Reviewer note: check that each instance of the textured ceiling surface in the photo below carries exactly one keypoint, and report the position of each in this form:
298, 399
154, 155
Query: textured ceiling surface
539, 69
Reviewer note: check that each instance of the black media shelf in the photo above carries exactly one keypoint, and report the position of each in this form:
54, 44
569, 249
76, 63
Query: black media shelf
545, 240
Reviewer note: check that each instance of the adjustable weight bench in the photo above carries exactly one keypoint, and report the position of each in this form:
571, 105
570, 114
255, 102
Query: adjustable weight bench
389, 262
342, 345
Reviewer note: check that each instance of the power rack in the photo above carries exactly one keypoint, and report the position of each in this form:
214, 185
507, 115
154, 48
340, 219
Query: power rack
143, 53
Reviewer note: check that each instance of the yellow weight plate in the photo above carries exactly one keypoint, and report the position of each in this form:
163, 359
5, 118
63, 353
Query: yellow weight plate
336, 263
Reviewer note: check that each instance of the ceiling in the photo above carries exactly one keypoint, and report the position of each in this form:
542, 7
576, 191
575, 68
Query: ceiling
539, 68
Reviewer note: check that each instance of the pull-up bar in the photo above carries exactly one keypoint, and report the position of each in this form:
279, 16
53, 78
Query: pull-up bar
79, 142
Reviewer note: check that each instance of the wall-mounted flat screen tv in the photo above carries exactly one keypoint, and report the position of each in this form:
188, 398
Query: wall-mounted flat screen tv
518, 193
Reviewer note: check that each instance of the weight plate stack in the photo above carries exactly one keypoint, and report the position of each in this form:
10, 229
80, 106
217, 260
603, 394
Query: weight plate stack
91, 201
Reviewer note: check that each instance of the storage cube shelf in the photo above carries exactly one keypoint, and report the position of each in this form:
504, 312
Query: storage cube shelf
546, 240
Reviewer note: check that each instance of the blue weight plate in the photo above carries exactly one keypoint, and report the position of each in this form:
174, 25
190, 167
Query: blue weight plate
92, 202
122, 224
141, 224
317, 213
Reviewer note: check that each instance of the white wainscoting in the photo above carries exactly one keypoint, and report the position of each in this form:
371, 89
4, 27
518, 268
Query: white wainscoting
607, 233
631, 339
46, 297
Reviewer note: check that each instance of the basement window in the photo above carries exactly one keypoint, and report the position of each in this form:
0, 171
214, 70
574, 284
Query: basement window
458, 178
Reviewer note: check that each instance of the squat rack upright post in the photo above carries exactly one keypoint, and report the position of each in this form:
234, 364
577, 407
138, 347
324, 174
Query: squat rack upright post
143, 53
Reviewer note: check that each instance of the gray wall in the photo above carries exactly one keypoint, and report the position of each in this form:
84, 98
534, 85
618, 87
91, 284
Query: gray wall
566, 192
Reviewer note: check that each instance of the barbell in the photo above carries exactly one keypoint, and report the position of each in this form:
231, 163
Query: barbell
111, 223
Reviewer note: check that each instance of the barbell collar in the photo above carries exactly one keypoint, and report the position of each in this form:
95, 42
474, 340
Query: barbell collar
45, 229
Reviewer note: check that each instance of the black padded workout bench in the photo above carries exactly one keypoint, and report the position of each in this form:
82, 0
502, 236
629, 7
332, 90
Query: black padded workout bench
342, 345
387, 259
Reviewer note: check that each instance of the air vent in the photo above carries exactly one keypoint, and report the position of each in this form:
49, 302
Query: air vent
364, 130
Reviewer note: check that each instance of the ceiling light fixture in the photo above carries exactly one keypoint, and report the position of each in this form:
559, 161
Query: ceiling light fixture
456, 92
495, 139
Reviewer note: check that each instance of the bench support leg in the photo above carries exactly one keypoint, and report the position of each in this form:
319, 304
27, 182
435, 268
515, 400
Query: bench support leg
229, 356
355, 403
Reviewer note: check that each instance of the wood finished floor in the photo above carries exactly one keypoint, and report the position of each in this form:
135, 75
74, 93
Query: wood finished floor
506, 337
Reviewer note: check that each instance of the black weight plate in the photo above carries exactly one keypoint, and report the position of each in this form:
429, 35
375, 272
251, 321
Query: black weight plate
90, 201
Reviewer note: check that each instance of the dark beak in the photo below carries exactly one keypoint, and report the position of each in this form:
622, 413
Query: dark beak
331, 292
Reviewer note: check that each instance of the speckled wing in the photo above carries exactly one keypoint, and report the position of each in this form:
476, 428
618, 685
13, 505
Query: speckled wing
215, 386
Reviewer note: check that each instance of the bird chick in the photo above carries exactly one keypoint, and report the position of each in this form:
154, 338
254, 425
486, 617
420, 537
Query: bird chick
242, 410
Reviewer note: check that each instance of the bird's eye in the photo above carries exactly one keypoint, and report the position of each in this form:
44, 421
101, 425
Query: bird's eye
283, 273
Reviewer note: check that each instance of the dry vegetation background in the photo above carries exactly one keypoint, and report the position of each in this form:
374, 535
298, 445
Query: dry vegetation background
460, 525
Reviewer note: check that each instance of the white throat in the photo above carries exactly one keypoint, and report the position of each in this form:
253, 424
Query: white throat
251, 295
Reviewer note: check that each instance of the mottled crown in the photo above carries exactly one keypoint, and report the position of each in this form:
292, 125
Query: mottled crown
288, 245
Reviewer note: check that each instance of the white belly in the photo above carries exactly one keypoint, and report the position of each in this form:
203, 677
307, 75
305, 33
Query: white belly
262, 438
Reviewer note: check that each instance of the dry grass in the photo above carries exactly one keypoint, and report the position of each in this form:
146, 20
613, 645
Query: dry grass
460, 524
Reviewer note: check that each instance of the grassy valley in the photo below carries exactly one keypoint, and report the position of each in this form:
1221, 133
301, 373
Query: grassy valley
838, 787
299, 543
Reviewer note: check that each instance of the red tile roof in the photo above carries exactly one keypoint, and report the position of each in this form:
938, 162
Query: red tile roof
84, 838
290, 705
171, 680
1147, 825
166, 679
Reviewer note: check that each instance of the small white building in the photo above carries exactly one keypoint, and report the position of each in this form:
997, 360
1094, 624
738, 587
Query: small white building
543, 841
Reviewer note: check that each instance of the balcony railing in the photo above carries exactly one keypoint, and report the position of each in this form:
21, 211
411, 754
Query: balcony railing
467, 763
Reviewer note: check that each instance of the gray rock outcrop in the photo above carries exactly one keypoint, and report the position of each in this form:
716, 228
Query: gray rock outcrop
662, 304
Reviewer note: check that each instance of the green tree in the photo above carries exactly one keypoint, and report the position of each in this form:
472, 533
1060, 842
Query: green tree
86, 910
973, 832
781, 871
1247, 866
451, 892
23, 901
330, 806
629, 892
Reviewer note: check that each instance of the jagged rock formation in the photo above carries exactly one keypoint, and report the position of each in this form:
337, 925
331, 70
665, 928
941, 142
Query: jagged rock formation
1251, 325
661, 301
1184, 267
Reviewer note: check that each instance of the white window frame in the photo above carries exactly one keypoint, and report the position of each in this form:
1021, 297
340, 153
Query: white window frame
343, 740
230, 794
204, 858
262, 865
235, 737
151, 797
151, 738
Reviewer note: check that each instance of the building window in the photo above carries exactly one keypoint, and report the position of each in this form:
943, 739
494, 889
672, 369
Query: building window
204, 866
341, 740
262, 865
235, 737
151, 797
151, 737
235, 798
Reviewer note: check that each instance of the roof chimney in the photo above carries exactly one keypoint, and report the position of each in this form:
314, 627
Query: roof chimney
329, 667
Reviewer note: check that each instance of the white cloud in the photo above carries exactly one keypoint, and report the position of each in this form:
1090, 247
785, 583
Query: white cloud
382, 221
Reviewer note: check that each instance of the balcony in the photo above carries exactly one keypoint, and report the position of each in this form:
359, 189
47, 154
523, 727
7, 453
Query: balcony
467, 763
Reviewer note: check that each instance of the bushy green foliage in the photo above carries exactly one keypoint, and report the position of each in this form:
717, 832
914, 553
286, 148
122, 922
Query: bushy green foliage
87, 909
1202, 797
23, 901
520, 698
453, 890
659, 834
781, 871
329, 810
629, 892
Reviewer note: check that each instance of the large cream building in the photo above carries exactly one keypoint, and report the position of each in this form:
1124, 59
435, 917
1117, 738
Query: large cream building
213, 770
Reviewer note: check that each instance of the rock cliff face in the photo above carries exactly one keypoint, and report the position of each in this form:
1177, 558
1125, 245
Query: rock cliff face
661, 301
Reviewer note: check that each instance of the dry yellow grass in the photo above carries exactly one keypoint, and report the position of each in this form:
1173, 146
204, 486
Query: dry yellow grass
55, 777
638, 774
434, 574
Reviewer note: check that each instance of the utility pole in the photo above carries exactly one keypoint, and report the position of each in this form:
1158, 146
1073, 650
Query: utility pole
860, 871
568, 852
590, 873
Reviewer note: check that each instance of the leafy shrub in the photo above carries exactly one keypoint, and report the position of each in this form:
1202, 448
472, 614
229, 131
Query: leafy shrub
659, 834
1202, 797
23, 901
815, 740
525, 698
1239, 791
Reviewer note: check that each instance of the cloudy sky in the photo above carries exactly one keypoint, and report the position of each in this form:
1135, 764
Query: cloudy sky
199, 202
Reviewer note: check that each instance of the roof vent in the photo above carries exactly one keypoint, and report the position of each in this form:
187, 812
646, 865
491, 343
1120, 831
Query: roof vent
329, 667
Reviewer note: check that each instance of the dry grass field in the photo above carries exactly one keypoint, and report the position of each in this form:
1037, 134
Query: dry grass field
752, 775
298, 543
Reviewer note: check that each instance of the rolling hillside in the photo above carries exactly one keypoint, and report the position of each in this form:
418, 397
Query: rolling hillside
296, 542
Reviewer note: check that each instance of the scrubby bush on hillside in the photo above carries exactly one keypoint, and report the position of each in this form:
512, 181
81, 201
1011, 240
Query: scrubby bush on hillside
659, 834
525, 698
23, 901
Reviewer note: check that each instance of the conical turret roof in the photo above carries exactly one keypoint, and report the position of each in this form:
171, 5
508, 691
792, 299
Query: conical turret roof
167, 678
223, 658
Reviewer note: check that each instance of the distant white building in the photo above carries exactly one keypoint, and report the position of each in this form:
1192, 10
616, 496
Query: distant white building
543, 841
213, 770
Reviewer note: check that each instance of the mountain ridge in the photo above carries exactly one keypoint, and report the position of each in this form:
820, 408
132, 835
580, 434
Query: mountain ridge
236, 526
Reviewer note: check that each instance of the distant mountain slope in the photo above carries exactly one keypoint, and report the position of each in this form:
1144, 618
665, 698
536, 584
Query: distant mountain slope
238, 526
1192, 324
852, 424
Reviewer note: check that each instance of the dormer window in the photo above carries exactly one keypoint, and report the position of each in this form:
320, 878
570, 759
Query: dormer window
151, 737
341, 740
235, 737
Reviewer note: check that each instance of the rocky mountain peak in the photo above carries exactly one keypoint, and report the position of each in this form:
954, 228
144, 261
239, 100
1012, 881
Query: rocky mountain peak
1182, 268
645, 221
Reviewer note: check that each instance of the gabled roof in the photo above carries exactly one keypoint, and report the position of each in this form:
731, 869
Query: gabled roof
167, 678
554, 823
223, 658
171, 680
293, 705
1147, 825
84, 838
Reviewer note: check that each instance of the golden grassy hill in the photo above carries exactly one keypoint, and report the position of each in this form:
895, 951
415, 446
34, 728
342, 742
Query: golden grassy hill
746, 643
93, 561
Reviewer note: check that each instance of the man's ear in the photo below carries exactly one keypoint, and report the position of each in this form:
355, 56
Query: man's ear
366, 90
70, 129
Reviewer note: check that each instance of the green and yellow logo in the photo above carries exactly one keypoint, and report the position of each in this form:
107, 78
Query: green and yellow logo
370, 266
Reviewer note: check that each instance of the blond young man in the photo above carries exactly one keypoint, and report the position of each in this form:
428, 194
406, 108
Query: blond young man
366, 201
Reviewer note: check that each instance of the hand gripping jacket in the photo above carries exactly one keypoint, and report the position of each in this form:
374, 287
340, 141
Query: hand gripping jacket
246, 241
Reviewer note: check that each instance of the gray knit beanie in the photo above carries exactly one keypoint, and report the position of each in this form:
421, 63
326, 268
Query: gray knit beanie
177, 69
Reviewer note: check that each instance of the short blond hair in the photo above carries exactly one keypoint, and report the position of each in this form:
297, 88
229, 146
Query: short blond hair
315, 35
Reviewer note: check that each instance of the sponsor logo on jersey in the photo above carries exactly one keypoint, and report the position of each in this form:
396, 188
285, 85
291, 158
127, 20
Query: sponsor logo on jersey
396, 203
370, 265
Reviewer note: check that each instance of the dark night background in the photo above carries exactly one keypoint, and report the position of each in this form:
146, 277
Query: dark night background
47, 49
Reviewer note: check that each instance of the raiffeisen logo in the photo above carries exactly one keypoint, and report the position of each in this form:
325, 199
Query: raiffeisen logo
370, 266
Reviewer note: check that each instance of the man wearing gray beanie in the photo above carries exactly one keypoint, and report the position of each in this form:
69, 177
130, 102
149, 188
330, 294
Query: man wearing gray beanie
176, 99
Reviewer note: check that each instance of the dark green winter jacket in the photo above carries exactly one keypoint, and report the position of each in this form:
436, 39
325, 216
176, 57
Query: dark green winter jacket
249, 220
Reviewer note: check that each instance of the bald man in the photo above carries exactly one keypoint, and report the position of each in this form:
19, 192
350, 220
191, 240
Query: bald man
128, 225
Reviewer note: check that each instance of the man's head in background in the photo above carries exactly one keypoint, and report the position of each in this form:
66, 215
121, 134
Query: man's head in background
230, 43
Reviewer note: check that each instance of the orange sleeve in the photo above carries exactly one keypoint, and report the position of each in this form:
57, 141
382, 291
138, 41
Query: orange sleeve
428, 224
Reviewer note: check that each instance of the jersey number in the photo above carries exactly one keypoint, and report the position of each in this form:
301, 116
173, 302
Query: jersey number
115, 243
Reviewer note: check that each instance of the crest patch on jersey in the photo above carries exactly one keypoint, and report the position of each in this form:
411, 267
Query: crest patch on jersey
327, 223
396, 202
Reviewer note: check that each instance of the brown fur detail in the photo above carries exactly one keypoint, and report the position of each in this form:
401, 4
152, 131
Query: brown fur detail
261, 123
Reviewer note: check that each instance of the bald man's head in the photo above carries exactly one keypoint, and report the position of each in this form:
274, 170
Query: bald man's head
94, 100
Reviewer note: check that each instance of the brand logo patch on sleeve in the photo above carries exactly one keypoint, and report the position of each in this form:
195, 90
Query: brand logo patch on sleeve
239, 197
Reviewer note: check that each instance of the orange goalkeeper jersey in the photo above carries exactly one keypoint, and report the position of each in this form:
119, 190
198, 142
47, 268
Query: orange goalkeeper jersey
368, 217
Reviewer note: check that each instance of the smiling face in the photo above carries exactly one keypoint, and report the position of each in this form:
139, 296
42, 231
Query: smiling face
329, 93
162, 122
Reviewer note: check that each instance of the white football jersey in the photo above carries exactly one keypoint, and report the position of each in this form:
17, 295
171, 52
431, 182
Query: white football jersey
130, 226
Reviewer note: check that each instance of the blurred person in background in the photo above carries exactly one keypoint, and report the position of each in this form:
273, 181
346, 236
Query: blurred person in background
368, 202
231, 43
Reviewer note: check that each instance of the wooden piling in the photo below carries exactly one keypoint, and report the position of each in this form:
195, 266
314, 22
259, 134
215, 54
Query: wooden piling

++++++++

## WHAT YOU ARE ASKED TO DO
Lines from the one containing "Reviewer note: check that each instance of the smiling" through the final line are to be given again verbatim, with nothing before or after.

## ANSWER TO THE PROBLEM
Reviewer note: check that each instance of the smiling face in the photo above carries exactly one keypoint, and report the position of each in this form:
139, 296
42, 231
Query: smiling face
329, 93
162, 122
Reviewer note: check that each instance of the white football jersey in the photo above carries exactly one keypoint, and report the position of each in this form:
17, 295
171, 52
431, 182
Query: white football jersey
130, 226
Reviewer note: check that each instance of the blurred person in background in the photo above carries exactly one keypoint, and report the position of each in this form:
273, 181
346, 236
Query: blurred person in background
368, 202
231, 43
Reviewer note: check that each instance of the wooden piling in the photo below carries exactly one keypoint, and report the position of each in this form:
195, 266
314, 22
259, 134
215, 54
Query: wooden piling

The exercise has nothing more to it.